(Collected data entries)
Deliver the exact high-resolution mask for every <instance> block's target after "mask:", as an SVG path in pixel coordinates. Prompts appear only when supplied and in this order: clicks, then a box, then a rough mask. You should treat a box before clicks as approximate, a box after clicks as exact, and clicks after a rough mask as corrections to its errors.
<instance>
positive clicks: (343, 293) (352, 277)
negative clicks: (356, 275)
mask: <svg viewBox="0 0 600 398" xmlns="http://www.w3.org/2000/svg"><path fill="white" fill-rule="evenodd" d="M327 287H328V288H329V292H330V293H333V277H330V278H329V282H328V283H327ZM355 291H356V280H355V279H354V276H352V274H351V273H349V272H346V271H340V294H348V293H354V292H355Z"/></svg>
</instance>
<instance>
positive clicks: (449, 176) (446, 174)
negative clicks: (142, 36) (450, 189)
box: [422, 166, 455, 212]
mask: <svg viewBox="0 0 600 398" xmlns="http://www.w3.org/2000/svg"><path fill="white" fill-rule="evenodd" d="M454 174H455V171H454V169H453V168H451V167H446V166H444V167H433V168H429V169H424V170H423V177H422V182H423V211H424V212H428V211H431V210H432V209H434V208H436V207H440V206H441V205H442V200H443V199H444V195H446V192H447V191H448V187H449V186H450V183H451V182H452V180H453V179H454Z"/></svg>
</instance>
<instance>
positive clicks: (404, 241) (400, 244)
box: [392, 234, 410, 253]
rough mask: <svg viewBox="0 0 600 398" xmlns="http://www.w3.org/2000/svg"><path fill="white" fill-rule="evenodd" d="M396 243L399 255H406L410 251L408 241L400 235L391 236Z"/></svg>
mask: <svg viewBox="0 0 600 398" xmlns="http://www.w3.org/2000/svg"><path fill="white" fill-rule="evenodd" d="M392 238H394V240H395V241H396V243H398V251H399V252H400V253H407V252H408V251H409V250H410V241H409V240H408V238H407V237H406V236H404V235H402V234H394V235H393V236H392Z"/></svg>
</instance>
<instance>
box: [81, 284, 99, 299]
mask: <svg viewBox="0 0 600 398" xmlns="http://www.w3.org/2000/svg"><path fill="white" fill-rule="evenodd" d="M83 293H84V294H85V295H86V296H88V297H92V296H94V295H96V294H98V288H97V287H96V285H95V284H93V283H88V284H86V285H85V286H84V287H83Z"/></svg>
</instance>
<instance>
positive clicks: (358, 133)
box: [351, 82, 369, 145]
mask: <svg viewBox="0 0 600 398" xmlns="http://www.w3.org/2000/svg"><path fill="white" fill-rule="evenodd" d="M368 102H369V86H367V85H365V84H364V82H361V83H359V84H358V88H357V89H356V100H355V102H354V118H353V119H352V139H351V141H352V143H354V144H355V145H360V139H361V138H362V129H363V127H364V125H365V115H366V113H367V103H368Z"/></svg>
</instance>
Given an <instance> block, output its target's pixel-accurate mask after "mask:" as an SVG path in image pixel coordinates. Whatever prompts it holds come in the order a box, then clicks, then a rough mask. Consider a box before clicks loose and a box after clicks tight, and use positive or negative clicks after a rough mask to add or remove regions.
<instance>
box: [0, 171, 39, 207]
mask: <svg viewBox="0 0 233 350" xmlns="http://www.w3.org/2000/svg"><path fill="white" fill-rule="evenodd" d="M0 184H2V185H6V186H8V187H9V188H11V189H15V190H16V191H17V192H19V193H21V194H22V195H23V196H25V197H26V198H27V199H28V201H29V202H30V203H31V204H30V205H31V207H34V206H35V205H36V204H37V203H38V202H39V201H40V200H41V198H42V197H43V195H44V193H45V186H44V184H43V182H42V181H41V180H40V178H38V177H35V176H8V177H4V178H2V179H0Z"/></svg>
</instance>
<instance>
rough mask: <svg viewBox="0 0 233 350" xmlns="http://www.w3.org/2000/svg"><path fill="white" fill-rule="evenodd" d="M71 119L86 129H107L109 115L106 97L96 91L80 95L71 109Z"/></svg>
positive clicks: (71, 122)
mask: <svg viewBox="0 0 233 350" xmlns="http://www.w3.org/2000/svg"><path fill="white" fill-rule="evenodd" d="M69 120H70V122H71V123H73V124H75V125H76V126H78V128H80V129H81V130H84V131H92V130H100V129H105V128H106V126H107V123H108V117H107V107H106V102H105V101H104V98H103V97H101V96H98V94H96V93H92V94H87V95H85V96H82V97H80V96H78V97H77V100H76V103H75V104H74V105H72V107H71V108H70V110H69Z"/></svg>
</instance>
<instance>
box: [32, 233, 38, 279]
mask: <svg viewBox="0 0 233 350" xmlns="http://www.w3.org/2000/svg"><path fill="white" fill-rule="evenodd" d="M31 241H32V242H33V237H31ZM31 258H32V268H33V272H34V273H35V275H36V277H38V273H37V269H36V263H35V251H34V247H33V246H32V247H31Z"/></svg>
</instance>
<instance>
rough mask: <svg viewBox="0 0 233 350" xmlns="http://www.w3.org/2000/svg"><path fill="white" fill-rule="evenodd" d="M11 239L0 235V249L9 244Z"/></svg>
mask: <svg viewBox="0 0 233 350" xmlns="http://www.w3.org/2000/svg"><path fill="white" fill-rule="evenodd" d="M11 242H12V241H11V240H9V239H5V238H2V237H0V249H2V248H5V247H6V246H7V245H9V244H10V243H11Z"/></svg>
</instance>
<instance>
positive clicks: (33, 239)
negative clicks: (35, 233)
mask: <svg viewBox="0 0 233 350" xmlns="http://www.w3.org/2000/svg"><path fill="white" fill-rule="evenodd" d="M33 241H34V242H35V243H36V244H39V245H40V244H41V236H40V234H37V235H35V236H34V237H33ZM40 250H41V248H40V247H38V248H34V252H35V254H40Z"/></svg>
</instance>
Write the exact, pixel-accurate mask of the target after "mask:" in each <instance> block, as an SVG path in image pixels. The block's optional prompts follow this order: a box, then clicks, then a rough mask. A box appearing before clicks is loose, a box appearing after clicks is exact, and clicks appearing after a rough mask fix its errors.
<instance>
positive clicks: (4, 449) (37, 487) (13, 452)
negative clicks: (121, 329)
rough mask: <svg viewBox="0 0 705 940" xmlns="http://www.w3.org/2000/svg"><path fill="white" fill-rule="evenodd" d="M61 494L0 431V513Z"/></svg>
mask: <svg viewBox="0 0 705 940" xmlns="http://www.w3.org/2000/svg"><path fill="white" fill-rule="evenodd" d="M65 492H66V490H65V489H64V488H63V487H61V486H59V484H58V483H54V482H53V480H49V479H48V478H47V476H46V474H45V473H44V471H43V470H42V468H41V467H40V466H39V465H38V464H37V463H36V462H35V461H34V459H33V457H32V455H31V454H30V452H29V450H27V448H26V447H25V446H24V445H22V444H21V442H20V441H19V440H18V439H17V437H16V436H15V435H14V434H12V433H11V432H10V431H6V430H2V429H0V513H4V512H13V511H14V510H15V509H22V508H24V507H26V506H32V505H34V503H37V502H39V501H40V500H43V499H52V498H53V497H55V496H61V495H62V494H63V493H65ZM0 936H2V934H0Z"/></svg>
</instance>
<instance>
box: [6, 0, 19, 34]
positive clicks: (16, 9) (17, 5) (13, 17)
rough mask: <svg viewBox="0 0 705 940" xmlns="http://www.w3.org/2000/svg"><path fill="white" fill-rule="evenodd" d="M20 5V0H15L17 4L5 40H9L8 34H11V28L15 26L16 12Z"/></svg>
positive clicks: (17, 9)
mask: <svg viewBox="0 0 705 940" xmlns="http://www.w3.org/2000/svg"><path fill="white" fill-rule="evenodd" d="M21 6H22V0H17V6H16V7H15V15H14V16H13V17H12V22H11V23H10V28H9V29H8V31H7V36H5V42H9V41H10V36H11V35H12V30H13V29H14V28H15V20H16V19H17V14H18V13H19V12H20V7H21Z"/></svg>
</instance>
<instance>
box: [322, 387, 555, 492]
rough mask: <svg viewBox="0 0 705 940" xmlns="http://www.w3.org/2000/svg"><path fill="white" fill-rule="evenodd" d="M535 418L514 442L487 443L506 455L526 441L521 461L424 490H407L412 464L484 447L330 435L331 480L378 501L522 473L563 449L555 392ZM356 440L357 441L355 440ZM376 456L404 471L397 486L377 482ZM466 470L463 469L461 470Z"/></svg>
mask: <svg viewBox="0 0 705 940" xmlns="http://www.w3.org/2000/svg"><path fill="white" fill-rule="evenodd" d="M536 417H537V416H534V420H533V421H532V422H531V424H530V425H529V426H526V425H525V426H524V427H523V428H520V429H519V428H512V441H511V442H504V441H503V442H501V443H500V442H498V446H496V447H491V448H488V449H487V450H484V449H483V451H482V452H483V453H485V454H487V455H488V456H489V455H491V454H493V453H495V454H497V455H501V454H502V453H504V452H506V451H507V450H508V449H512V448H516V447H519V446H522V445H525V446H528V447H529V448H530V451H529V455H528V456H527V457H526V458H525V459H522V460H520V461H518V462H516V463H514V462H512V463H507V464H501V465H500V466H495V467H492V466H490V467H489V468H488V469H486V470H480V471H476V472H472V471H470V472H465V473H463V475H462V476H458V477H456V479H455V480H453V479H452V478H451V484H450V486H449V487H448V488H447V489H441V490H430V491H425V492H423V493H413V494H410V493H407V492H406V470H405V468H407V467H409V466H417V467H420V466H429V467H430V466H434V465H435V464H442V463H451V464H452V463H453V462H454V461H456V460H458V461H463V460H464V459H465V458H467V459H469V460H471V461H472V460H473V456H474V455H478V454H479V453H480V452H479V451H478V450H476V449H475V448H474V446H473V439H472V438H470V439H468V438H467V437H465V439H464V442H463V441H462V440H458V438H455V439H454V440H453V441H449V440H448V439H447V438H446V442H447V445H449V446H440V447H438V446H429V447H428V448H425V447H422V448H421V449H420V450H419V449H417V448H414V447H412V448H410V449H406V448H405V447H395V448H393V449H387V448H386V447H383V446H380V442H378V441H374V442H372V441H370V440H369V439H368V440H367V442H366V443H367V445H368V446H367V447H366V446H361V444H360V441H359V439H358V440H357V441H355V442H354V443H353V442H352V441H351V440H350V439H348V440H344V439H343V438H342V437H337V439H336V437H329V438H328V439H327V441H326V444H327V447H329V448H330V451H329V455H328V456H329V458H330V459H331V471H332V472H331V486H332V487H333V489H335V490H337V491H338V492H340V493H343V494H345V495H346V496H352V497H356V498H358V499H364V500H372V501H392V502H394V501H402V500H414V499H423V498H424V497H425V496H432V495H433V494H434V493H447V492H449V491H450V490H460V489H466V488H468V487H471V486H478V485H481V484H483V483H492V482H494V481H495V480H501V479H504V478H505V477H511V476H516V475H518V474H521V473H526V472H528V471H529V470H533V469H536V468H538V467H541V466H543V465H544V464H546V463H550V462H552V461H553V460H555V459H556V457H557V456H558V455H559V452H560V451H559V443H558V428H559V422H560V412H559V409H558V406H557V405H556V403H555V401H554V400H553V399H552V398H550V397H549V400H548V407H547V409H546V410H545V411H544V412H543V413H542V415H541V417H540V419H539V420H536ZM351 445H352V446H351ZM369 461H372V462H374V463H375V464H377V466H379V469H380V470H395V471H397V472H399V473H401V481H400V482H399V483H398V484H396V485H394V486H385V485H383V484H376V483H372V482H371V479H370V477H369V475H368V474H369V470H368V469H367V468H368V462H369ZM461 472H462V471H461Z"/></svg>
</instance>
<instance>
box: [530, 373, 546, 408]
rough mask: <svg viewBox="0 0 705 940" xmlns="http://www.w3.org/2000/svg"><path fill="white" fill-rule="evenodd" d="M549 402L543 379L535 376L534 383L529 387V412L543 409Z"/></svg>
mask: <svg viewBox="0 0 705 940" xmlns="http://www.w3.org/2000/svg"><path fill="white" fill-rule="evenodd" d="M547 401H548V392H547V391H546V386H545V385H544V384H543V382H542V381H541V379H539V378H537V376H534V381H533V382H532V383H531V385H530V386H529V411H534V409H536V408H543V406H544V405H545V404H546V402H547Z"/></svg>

What you will do –
All lines above between those holding "positive clicks: (17, 9)" and "box: [322, 387, 555, 492]", inclusive, must be set down unchanged, and no other line may be included.

Final answer –
positive clicks: (17, 9)
mask: <svg viewBox="0 0 705 940" xmlns="http://www.w3.org/2000/svg"><path fill="white" fill-rule="evenodd" d="M21 6H22V0H17V6H16V7H15V15H14V16H13V17H12V22H11V23H10V28H9V29H8V31H7V36H5V42H9V41H10V36H11V35H12V30H13V29H14V28H15V20H16V19H17V14H18V13H19V12H20V7H21Z"/></svg>
</instance>
<instance>
box: [322, 387, 555, 492]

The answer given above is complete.